** BEGIN **
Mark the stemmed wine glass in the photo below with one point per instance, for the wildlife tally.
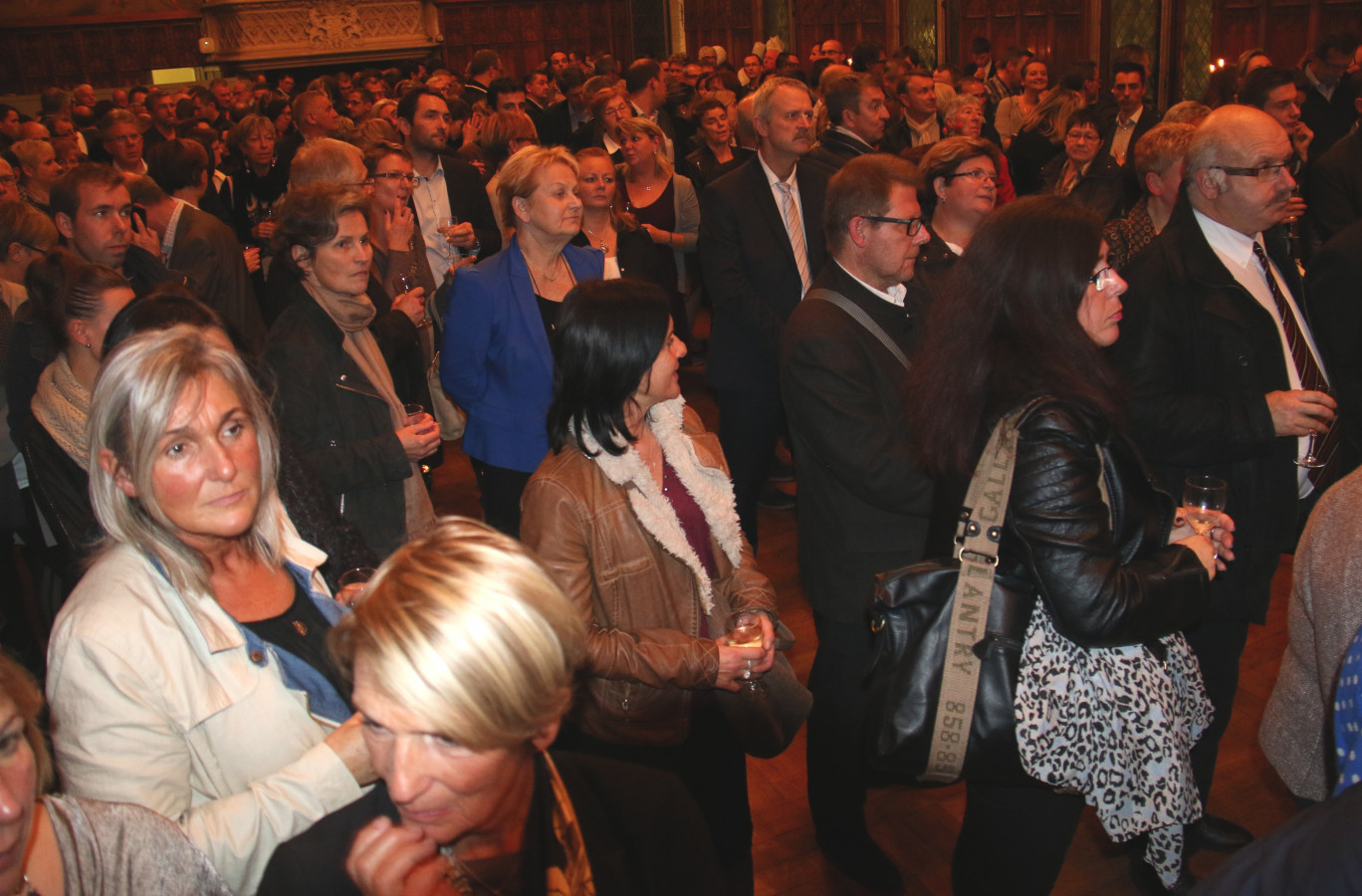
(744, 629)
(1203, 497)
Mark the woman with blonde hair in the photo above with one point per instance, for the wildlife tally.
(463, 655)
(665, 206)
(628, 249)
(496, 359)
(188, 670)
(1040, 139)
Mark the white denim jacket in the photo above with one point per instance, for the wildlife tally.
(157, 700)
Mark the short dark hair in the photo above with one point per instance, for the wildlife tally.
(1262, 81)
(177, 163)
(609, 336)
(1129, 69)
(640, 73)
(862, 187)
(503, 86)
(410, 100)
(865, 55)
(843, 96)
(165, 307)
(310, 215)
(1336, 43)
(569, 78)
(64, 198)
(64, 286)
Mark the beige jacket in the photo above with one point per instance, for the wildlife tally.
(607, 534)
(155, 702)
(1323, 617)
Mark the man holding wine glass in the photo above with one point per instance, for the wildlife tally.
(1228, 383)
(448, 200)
** END **
Using the material above, reproduce exactly the line that contains "Mark the white" and all lines after it through the last one, and only those.

Mark the white denim jacket in the photo above with one point per instance, for the wildlife tally.
(157, 700)
Mark the short dark hair in the photo above with one point per instance, for the wildlife tally.
(1262, 81)
(177, 163)
(609, 336)
(1129, 69)
(640, 73)
(862, 187)
(503, 86)
(410, 100)
(865, 55)
(843, 96)
(165, 307)
(310, 215)
(1336, 43)
(569, 78)
(64, 198)
(64, 286)
Mark the beige jacket in the photo above with one point per instance, for the wildlife tally.
(607, 534)
(155, 702)
(1323, 617)
Mark the man holding wine glass in the photo above with one point per instance, for the wildlife tally.
(1228, 383)
(448, 200)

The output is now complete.